TEXTE DU DOCUMENT =>
══════════════════════════════

La différence c'est qu'il n'y avait pas d'attente particulière sur Combat Evolved !


Ici, le scénario se veut le prolongement d'une fresque ayant vu apparaître de nombreux personnages dont il est légitime qu'on veuille connaître leur destin. En plus de proposer un élargissement de l'univers pour les années à venir...


Moi ça me choque pas. Il y a une toile de fond qui se tisse au fur et à mesure de nos découvertes, des logs pour comprendre le postulat de départ et même le paysage qui parfois donne des indices
Puis c'etait tellement attendu que ce soit la suite directe de Guardians... Ce partis-pris donne de la personnalité à cette campagne qui se distingue des quatre précédentes par une manoeuvre intéressante du studio, quoiqu'un poil trop audacieuse, oui, surtout pour ceux qui avaient espérer assister en live à certains événements, les vivre ou les voir prendre forme par une mise en scène léchée.
Mais bon c'est ce qu'a fait le grand frère en nous mettant au coeur de toutes les intrigues majeures de la galaxie, et autant que je sache c'est l'un des épisode le plus conspué. Bref.

══════════════════════════════

EXTRAIT DE DONNÉES =>
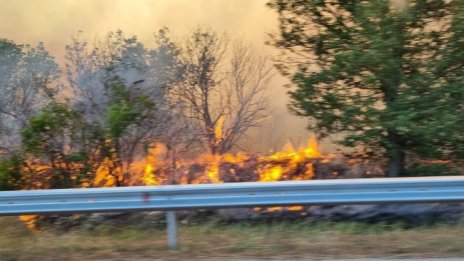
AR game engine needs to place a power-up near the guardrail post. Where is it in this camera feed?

══════════════════════════════

PARTIES DE L'EXERCICE =>
1. Pouvez-vous condenser en deux phrases au plus le paragraphe du texte du document qui commence par « Puis c'etait tellement attendu », sans en perdre les faits principaux ?
2. Répondez brièvement à ces questions d'après le texte du document :
(a) Sur quel titre n'y avait-il pas d'attente particulière ?
(b) Qu'est-ce qui permet de comprendre le postulat de départ ?
(c) De combien de campagnes précédentes celle-ci se distingue-t-elle ?

RÉPONSES AUX CONSIGNES =>
1. On s'attendait fortement à une suite directe de Guardians, et ce parti pris donne de la personnalité à la campagne, qui se distingue des quatre précédentes par une manœuvre intéressante du studio. Cette manœuvre est toutefois un peu trop audacieuse, surtout pour ceux qui espéraient vivre certains événements en direct ou les voir prendre forme grâce à une mise en scène soignée.

2.
(a) Sur Combat Evolved.
(b) Des logs.
(c) De quatre.